◆ **原文**:
* * *

提供了一种深度神经网络及其训练方法、装置、电子设备及存储介质,所述深度神经网络包括:输入层网络,用于对输入特征进行建模,得到底层特征;隐藏层网络,用于对底层特征进行建模,以提取高阶特征;预测层网络,包括单文档预测子网络、文档列表预测子网络、单文档预测节点和文档列表预测节点,单文档预测子网络用于基于单文档方式对高阶特征进行打分预测并将预测结果通过单文档预测节点输出,文档列表预测子网络用于基于文档列表方式对高阶特征进行打分预测,并将预测结果通过文档列表预测节点输出。

Description

深度神经网络及其训练 技术领域
本申请涉及人工智能技术领域,特别是涉及一种用于排序学习的深度神经网络及其训练方法、装置、电子设备及存储介质。

* * *

◆ **条目列表**:
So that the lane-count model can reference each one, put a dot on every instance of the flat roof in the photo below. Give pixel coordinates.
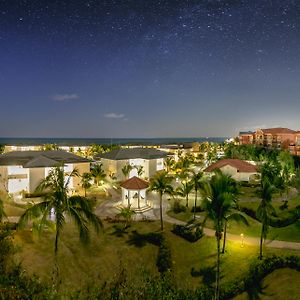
(132, 153)
(37, 159)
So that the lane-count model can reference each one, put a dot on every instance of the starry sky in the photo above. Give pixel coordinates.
(141, 68)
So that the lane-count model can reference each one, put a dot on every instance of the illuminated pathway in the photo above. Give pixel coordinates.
(247, 240)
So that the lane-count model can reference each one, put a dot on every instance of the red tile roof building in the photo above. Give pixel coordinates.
(279, 138)
(238, 169)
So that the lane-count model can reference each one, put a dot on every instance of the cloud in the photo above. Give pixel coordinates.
(64, 97)
(114, 116)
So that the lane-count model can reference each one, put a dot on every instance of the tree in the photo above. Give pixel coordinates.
(2, 213)
(126, 213)
(286, 162)
(56, 201)
(126, 170)
(184, 190)
(235, 216)
(161, 183)
(98, 174)
(169, 163)
(140, 170)
(220, 195)
(197, 182)
(265, 210)
(86, 181)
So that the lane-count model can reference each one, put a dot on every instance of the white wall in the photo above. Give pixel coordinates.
(18, 179)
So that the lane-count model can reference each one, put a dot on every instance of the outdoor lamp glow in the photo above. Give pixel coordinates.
(242, 240)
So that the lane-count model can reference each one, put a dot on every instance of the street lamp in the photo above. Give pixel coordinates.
(242, 240)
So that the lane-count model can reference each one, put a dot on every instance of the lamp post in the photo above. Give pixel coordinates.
(242, 240)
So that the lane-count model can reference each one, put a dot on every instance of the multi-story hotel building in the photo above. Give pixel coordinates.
(280, 138)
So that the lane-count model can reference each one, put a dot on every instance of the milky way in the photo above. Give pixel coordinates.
(148, 68)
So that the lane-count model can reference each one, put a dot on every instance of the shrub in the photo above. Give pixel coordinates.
(191, 233)
(164, 258)
(198, 209)
(178, 208)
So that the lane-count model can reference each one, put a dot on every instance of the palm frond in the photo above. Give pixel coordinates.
(33, 212)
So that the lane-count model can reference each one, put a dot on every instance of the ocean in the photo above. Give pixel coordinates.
(106, 141)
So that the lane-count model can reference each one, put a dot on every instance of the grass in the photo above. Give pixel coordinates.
(108, 252)
(289, 233)
(280, 284)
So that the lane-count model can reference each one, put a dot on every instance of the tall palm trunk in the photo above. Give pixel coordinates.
(261, 241)
(224, 238)
(217, 290)
(161, 219)
(195, 204)
(55, 278)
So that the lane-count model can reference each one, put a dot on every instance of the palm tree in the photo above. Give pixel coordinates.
(219, 198)
(2, 213)
(184, 190)
(56, 201)
(126, 170)
(98, 174)
(236, 216)
(265, 210)
(169, 163)
(86, 181)
(197, 182)
(140, 170)
(161, 183)
(127, 214)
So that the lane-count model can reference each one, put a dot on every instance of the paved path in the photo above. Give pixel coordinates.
(247, 240)
(154, 214)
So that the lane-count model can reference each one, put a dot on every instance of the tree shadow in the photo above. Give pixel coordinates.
(256, 290)
(208, 275)
(119, 230)
(140, 240)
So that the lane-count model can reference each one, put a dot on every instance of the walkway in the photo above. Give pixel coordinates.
(247, 240)
(154, 214)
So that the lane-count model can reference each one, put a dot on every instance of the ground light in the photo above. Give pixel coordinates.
(242, 240)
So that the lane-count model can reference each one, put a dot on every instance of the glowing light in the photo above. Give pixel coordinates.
(242, 240)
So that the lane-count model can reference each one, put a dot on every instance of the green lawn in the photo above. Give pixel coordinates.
(280, 284)
(289, 233)
(107, 253)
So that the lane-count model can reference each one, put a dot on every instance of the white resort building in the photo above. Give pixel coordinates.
(238, 169)
(151, 161)
(22, 171)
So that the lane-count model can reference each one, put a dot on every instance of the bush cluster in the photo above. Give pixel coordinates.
(198, 209)
(189, 232)
(164, 258)
(257, 272)
(178, 208)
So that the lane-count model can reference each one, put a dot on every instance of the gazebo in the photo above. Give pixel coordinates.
(134, 194)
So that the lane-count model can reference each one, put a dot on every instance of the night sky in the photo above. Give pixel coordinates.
(147, 68)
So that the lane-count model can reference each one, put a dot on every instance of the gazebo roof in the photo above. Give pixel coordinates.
(135, 183)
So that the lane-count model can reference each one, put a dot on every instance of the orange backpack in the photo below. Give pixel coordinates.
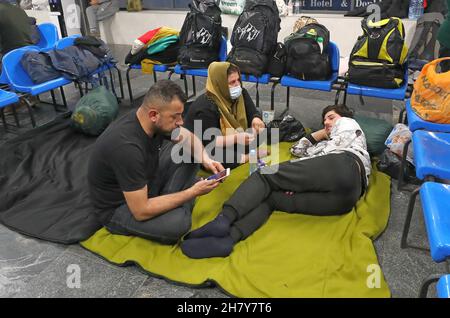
(431, 96)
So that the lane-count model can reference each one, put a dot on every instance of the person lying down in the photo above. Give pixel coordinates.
(328, 176)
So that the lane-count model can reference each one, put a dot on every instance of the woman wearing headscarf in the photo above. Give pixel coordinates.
(227, 108)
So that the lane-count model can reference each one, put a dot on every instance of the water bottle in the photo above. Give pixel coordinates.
(253, 160)
(415, 9)
(313, 35)
(297, 7)
(320, 42)
(290, 8)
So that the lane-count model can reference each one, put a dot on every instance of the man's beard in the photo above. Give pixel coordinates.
(163, 132)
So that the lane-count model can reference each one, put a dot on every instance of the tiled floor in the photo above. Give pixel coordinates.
(33, 268)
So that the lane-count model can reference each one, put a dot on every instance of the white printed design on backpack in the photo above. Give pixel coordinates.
(250, 31)
(204, 36)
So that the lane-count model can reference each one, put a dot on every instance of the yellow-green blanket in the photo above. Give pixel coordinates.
(292, 255)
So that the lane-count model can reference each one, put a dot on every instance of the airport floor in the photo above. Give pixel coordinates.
(34, 268)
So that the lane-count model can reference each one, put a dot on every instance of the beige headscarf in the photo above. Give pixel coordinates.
(232, 112)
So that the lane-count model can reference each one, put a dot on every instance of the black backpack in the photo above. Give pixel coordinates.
(424, 46)
(255, 36)
(306, 59)
(39, 67)
(200, 35)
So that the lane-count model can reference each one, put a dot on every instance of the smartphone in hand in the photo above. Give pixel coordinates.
(220, 176)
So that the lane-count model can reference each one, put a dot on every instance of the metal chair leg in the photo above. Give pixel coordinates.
(2, 114)
(403, 165)
(54, 100)
(129, 85)
(119, 75)
(30, 111)
(288, 92)
(423, 291)
(186, 88)
(194, 90)
(63, 97)
(257, 94)
(272, 95)
(401, 116)
(16, 119)
(78, 84)
(409, 213)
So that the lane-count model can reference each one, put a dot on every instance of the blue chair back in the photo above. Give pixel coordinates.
(333, 53)
(223, 49)
(49, 36)
(3, 77)
(66, 42)
(14, 70)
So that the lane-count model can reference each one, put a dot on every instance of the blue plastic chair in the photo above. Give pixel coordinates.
(201, 72)
(325, 85)
(417, 123)
(69, 41)
(49, 36)
(3, 79)
(435, 198)
(66, 42)
(431, 153)
(19, 80)
(161, 68)
(8, 99)
(443, 287)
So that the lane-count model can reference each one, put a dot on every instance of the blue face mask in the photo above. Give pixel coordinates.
(235, 92)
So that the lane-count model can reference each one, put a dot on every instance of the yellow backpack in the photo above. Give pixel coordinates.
(378, 57)
(430, 99)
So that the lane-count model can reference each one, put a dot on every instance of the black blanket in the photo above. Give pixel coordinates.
(43, 184)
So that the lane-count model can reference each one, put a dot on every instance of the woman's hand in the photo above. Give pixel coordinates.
(258, 125)
(213, 166)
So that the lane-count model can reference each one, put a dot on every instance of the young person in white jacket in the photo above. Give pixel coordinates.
(328, 178)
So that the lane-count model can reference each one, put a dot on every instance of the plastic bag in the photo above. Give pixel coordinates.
(290, 129)
(282, 8)
(390, 164)
(397, 139)
(232, 6)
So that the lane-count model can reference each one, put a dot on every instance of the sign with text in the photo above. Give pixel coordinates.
(324, 5)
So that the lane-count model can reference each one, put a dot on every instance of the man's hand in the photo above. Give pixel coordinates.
(213, 166)
(203, 187)
(244, 138)
(258, 125)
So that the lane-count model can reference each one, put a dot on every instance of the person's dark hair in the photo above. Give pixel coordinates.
(342, 110)
(164, 91)
(232, 69)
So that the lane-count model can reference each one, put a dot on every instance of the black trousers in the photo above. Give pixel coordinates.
(444, 52)
(168, 227)
(322, 186)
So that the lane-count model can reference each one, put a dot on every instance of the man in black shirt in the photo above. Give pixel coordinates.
(134, 181)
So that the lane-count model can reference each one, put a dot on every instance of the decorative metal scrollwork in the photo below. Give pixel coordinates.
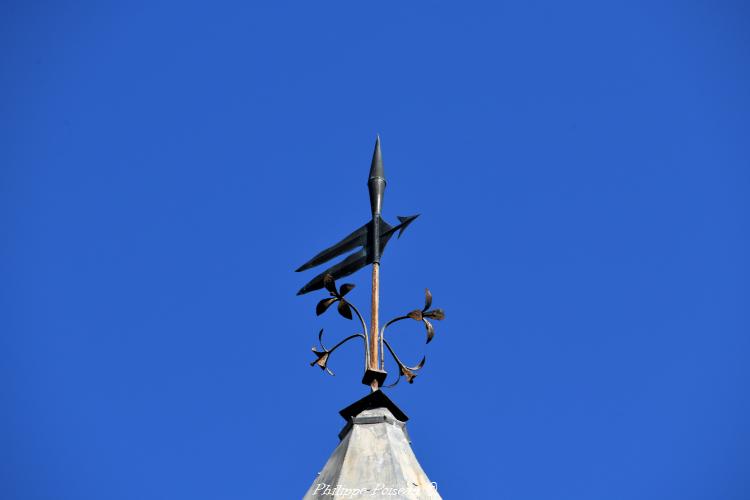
(345, 309)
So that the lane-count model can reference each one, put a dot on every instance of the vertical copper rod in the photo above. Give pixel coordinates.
(374, 343)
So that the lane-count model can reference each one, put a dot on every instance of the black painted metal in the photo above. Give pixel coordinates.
(368, 243)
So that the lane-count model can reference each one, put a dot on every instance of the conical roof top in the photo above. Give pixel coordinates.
(374, 458)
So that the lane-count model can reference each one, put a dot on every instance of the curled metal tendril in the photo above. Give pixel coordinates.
(345, 308)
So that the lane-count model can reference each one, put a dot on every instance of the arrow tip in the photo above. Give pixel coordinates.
(376, 167)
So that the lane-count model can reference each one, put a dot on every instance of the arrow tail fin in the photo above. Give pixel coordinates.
(354, 240)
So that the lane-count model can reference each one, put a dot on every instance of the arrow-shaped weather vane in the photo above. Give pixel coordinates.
(372, 238)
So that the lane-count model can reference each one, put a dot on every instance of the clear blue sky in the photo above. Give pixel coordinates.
(583, 174)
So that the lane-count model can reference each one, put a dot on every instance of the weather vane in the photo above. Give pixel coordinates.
(372, 238)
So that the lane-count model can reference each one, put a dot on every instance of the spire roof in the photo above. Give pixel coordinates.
(374, 458)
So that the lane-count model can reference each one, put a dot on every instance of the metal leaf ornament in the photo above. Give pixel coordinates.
(336, 296)
(422, 315)
(322, 356)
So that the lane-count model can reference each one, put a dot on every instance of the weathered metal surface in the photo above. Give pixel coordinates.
(373, 460)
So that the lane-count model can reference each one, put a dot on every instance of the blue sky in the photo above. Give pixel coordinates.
(582, 171)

* * *

◆ **动手试试**: 把原文一字不改地完整返回。 这些条目和原文没有任何关系。

◆ **参考答案**:
提供了一种深度神经网络及其训练方法、装置、电子设备及存储介质,所述深度神经网络包括:输入层网络,用于对输入特征进行建模,得到底层特征;隐藏层网络,用于对底层特征进行建模,以提取高阶特征;预测层网络,包括单文档预测子网络、文档列表预测子网络、单文档预测节点和文档列表预测节点,单文档预测子网络用于基于单文档方式对高阶特征进行打分预测并将预测结果通过单文档预测节点输出,文档列表预测子网络用于基于文档列表方式对高阶特征进行打分预测,并将预测结果通过文档列表预测节点输出。

Description

深度神经网络及其训练 技术领域
本申请涉及人工智能技术领域,特别是涉及一种用于排序学习的深度神经网络及其训练方法、装置、电子设备及存储介质。